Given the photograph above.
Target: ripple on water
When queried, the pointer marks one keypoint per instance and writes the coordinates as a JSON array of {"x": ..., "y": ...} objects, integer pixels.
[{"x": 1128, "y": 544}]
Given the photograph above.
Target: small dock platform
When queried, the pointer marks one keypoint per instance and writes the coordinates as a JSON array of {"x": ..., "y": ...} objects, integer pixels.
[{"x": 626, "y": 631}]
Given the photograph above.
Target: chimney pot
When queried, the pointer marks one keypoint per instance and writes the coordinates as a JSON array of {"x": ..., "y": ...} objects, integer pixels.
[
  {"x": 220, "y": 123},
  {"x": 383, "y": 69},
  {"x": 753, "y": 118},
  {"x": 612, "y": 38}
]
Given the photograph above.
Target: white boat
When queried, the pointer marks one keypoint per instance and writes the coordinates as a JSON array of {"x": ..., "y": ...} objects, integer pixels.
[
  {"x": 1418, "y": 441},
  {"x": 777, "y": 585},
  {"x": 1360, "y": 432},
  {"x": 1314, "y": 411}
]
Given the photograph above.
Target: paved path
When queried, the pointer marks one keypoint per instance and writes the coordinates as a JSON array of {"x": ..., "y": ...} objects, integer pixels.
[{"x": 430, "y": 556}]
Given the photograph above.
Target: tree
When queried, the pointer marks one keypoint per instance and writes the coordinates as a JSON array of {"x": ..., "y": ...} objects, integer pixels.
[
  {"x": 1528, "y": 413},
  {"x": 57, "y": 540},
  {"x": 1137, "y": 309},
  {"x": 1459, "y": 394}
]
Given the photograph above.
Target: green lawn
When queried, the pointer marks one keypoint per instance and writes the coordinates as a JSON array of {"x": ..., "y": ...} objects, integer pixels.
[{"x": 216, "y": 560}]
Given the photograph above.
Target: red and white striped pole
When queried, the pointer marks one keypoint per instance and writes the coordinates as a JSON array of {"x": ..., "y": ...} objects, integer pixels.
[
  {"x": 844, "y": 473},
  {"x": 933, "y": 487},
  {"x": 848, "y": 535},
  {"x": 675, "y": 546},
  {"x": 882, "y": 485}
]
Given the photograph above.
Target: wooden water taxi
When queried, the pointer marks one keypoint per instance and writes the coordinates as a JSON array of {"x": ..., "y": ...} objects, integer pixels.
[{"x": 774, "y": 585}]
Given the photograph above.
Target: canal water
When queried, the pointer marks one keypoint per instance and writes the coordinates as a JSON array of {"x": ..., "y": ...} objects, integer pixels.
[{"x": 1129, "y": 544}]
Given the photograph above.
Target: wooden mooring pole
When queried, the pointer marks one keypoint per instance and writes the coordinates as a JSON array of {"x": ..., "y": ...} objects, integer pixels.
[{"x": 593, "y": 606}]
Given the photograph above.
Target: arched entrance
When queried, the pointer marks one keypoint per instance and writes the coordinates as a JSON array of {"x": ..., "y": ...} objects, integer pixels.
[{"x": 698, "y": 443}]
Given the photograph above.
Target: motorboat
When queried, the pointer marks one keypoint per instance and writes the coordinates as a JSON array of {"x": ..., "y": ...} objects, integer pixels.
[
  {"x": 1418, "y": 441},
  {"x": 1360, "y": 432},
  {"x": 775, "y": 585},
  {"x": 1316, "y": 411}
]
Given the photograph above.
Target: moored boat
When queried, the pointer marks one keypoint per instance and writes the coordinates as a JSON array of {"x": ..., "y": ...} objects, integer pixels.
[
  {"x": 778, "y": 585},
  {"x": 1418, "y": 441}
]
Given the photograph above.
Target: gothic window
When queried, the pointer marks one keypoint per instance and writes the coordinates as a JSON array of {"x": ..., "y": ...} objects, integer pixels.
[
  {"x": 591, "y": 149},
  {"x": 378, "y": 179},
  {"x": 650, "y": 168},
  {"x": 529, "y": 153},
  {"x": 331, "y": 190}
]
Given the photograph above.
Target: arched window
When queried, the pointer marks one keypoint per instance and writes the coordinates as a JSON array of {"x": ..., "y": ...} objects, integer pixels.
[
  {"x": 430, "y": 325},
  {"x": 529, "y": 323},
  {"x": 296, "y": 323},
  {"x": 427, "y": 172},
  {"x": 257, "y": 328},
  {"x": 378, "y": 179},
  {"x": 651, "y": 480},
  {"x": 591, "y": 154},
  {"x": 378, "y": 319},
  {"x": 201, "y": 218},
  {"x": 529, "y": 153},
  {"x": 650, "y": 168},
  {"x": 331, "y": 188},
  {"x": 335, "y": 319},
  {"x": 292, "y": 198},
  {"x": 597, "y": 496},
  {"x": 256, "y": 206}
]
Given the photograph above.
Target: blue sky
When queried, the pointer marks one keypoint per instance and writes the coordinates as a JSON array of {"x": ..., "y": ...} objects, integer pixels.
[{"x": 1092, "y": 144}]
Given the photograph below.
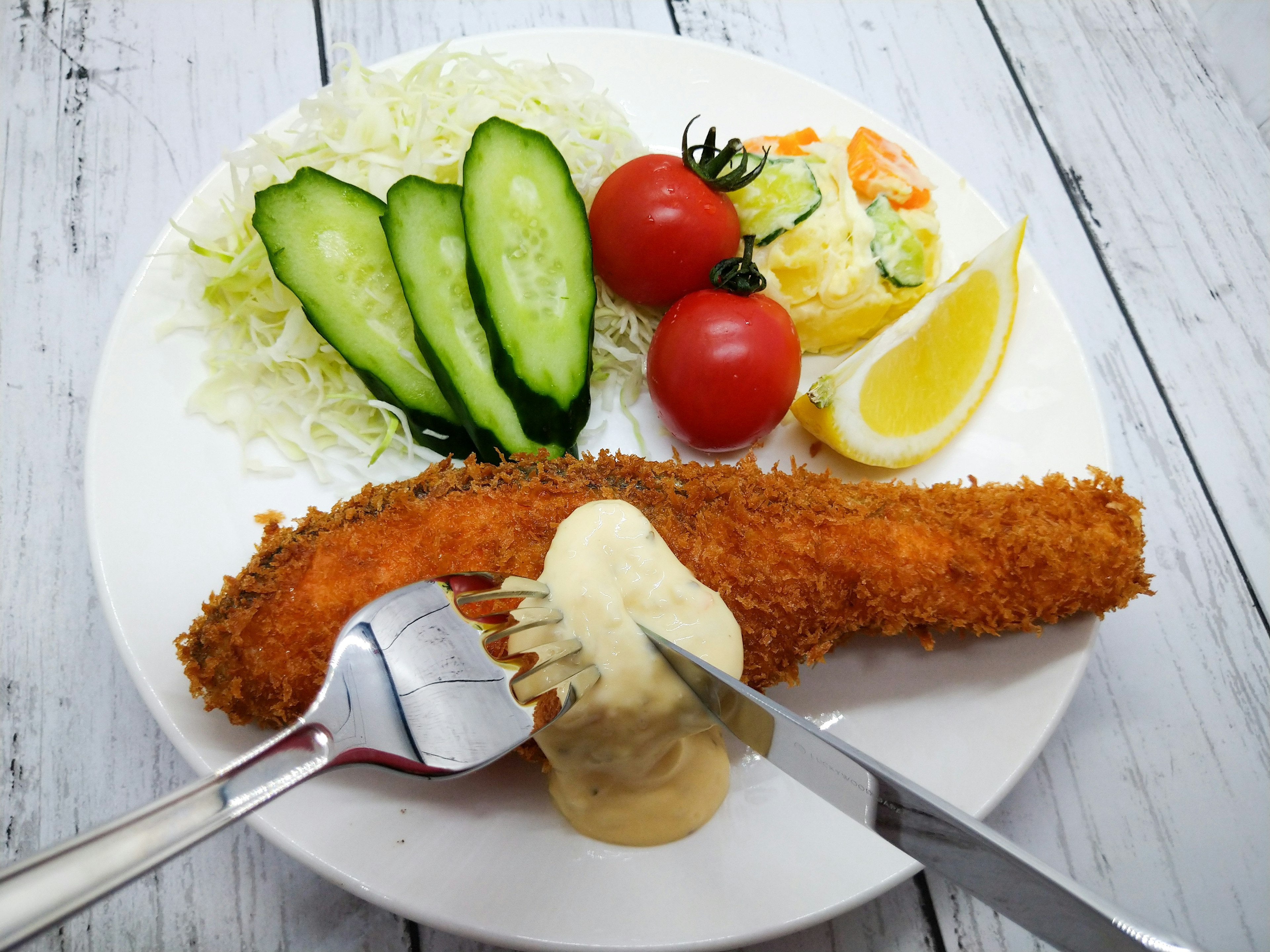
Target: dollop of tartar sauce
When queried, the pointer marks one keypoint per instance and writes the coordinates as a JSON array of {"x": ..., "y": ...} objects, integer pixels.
[{"x": 638, "y": 761}]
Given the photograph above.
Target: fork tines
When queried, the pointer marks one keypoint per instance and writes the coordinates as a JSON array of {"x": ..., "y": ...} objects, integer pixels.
[
  {"x": 557, "y": 659},
  {"x": 512, "y": 587}
]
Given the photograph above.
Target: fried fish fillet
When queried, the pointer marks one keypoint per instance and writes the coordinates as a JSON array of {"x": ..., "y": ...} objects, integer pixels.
[{"x": 801, "y": 559}]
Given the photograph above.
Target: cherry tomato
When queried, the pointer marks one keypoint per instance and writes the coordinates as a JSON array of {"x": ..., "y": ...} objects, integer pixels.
[
  {"x": 657, "y": 230},
  {"x": 723, "y": 370}
]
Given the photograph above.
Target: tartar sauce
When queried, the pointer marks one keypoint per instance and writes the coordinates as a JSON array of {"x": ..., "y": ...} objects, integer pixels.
[{"x": 637, "y": 762}]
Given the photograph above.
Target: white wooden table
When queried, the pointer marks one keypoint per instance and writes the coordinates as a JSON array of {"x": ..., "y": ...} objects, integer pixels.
[{"x": 1149, "y": 193}]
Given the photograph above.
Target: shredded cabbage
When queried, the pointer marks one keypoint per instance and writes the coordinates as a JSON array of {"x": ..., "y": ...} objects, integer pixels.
[{"x": 269, "y": 373}]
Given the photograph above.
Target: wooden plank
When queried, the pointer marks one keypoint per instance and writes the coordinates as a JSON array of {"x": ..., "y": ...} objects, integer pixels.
[
  {"x": 1171, "y": 724},
  {"x": 1171, "y": 181},
  {"x": 111, "y": 116},
  {"x": 385, "y": 28}
]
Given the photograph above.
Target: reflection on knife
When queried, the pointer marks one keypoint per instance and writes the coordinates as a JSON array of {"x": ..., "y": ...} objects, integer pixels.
[{"x": 949, "y": 841}]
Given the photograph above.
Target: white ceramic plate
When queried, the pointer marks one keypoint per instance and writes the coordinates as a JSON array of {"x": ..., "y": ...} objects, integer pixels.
[{"x": 169, "y": 512}]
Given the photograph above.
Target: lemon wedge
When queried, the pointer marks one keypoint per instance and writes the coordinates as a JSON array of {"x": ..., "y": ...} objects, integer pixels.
[{"x": 906, "y": 393}]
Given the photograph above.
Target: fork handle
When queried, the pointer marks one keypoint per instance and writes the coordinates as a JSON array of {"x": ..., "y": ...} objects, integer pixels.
[{"x": 62, "y": 880}]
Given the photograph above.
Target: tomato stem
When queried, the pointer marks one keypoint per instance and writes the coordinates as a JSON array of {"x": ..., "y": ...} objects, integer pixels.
[
  {"x": 712, "y": 164},
  {"x": 740, "y": 276}
]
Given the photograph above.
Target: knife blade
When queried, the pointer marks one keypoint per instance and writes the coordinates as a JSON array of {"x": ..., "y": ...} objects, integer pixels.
[{"x": 928, "y": 828}]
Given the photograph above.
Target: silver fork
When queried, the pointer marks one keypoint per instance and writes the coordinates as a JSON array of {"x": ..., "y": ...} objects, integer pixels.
[{"x": 412, "y": 686}]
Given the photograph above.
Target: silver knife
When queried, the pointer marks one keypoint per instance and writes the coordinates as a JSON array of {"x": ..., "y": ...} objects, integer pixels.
[{"x": 939, "y": 836}]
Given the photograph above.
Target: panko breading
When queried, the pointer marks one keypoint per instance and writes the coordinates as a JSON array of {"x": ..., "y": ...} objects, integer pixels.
[{"x": 801, "y": 559}]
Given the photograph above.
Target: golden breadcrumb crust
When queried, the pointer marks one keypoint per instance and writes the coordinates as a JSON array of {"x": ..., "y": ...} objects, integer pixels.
[{"x": 801, "y": 559}]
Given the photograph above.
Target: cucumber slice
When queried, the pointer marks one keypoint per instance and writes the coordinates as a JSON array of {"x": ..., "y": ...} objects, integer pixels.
[
  {"x": 325, "y": 243},
  {"x": 900, "y": 253},
  {"x": 425, "y": 228},
  {"x": 783, "y": 196},
  {"x": 529, "y": 270}
]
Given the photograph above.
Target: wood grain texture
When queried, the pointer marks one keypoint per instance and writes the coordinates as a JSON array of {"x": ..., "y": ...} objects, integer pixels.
[
  {"x": 380, "y": 30},
  {"x": 112, "y": 113},
  {"x": 1173, "y": 182},
  {"x": 1171, "y": 723}
]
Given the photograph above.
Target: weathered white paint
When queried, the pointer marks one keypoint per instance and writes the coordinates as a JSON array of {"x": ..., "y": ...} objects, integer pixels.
[
  {"x": 1174, "y": 183},
  {"x": 1169, "y": 729},
  {"x": 111, "y": 115}
]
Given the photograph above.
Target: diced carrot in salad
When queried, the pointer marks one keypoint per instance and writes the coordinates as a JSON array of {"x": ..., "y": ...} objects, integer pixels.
[
  {"x": 879, "y": 167},
  {"x": 784, "y": 145}
]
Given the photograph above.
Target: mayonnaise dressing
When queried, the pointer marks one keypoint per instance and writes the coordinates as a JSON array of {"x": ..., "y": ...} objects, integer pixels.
[{"x": 637, "y": 761}]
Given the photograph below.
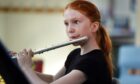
·····
**Your objective**.
Pull out every line of the records above that contains the word "sauce".

**Solution to this exercise**.
Target: dollop of tartar sauce
Target: tartar sauce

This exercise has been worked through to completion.